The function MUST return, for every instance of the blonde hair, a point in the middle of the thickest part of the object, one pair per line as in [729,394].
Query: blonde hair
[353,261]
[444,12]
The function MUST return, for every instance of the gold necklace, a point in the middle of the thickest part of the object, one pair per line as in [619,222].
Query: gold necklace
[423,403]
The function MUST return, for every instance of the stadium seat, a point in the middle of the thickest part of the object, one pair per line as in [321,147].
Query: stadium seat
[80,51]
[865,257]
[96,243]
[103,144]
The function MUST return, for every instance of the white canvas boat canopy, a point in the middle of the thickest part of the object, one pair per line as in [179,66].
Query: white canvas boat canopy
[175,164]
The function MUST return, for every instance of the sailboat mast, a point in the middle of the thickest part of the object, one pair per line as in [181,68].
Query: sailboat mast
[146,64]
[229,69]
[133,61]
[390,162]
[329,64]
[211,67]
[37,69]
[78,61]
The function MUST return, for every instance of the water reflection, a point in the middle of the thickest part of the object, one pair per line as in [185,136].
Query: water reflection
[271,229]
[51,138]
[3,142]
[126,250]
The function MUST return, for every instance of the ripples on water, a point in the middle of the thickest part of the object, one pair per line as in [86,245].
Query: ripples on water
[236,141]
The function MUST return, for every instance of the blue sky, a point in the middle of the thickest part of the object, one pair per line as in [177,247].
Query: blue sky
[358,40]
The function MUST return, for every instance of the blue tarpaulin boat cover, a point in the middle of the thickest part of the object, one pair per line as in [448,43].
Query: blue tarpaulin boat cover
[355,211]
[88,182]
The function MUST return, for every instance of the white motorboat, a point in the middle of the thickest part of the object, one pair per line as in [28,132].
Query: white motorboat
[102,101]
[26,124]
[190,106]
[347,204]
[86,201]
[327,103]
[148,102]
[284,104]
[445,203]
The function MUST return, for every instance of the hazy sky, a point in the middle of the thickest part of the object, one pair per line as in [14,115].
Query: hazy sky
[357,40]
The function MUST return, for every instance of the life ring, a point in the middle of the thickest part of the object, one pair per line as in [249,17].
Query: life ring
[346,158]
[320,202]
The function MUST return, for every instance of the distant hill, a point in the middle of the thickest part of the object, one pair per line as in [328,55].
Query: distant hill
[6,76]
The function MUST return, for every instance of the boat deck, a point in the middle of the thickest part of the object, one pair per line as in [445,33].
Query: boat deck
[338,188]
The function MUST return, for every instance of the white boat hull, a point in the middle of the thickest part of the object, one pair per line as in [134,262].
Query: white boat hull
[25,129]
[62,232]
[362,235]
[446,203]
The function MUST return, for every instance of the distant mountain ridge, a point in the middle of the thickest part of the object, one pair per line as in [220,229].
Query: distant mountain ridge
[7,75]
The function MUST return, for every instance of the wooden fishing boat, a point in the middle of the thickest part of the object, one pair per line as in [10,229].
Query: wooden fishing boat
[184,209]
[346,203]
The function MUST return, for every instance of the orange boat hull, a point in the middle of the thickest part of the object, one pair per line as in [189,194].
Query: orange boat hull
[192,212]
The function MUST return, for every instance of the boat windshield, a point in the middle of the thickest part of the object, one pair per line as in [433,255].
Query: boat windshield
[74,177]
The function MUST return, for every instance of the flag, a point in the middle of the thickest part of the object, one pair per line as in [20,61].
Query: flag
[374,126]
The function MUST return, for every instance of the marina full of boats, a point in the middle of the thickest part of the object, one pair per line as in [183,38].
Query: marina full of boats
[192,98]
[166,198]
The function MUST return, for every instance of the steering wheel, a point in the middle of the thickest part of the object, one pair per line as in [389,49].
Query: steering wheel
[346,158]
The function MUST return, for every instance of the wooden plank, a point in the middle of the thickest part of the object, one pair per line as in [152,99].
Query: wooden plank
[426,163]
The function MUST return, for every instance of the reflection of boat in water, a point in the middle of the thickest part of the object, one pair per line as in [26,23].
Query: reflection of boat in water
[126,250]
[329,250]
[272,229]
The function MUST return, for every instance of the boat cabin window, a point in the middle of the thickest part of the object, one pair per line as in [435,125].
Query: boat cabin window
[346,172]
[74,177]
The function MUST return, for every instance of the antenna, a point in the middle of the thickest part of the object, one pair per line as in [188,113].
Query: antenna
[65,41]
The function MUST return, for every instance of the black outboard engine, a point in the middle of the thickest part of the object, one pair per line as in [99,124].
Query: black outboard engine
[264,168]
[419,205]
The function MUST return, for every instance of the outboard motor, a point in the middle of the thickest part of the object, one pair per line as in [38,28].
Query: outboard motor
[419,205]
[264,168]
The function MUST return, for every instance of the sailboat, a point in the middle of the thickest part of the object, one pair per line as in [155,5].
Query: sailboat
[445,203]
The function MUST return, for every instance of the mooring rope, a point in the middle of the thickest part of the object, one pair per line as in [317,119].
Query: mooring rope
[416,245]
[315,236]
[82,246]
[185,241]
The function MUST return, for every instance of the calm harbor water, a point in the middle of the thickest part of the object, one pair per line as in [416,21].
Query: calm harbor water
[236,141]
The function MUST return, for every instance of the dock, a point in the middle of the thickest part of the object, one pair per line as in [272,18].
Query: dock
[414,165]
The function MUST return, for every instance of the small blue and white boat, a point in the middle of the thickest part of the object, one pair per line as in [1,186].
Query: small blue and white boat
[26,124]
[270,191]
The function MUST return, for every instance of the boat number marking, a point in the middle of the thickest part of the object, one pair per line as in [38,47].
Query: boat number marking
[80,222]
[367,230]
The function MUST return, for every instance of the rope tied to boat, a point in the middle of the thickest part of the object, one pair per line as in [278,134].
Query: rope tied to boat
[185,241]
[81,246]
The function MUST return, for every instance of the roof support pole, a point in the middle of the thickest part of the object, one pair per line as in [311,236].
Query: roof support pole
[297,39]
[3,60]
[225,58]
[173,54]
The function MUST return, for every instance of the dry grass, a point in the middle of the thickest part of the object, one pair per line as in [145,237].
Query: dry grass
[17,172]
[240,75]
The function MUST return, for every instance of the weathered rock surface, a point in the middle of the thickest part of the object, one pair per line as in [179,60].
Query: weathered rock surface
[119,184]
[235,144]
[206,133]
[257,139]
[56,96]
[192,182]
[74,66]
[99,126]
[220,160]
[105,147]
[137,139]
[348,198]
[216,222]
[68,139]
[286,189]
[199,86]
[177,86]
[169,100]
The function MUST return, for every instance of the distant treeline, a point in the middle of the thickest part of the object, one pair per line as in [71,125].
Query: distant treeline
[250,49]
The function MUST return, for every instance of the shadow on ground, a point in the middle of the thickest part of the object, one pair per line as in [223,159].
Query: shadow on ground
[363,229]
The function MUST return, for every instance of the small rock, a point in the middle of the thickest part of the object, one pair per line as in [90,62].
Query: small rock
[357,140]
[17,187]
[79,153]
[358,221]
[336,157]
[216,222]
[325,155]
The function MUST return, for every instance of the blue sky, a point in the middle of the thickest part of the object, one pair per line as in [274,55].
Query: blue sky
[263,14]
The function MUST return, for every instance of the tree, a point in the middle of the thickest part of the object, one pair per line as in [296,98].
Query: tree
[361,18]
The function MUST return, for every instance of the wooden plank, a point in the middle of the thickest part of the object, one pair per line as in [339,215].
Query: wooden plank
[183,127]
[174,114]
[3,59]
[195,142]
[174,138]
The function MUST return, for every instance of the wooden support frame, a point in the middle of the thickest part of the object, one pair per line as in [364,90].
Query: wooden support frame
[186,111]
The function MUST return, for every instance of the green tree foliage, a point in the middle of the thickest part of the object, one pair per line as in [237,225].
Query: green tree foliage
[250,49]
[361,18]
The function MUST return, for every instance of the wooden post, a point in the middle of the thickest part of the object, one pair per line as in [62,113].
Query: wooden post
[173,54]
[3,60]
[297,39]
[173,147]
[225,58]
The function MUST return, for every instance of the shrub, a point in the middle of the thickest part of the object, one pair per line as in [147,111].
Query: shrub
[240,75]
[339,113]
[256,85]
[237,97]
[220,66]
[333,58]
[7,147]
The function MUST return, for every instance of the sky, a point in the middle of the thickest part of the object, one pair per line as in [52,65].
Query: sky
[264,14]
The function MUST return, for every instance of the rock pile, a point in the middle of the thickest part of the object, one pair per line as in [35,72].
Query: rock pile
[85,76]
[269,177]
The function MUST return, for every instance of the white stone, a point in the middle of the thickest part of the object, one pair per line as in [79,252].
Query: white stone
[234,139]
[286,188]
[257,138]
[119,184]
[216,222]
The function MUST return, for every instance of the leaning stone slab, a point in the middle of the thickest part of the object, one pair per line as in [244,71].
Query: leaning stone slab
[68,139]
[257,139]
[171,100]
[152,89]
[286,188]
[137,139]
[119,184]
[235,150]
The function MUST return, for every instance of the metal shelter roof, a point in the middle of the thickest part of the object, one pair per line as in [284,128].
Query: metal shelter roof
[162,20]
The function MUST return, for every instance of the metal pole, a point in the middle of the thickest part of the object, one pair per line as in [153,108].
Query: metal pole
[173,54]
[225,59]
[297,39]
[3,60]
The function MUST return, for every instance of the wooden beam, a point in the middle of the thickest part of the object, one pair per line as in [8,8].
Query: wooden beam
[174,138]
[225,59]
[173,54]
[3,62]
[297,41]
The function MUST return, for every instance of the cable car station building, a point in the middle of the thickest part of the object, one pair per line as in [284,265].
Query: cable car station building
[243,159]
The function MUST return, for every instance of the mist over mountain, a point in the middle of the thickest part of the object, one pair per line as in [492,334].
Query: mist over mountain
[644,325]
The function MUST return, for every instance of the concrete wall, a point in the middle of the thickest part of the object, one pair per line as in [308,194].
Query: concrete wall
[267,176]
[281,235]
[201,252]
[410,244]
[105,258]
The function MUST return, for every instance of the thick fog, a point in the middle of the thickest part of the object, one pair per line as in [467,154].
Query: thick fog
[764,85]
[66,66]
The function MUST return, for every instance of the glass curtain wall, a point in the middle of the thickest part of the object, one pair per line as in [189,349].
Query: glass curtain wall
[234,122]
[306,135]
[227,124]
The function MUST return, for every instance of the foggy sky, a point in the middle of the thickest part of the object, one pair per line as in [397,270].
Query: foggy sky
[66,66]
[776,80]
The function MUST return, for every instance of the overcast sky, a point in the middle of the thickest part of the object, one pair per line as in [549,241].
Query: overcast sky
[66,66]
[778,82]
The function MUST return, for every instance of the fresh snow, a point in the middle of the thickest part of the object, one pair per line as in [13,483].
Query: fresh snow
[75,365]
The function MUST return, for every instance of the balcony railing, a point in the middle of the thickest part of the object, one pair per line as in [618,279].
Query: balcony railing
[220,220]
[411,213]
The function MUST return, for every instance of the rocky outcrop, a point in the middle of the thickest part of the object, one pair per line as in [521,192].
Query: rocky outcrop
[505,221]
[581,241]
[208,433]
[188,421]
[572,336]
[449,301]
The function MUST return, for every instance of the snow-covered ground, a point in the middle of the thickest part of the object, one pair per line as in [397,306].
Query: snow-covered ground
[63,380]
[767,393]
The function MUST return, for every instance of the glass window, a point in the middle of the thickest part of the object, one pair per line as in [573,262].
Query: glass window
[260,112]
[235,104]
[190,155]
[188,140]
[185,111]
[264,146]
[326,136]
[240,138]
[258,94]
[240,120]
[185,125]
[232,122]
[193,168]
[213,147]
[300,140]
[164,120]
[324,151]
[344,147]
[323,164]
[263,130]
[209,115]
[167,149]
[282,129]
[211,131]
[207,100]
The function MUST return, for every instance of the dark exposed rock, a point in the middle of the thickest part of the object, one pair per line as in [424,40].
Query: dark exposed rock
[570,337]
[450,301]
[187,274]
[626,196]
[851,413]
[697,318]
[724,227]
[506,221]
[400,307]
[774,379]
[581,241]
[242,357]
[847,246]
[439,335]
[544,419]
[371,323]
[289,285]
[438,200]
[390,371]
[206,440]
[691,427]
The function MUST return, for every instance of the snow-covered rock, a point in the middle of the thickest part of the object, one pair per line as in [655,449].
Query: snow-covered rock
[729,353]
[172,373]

============

● **Task to carry out**
Would you give again, word for word, every line from the one with "The function MUST return, for every instance of the dark" through the final line of the listing above?

● **Correct output**
The function MUST return, for every instance of the dark exposed rock, a point in the middle of the thickest part of the object, one pair per line as in [424,40].
Query: dark exposed rock
[570,337]
[450,301]
[187,274]
[626,196]
[851,413]
[697,318]
[724,227]
[506,221]
[400,307]
[774,379]
[581,241]
[242,357]
[847,246]
[439,335]
[544,419]
[371,323]
[289,285]
[438,200]
[390,371]
[206,440]
[691,427]
The function MUST return, for every instance of the snow-covered rock, a point in the middle of the thickest part of the object, one pair per line as in [655,449].
Query: snow-covered rock
[729,353]
[172,373]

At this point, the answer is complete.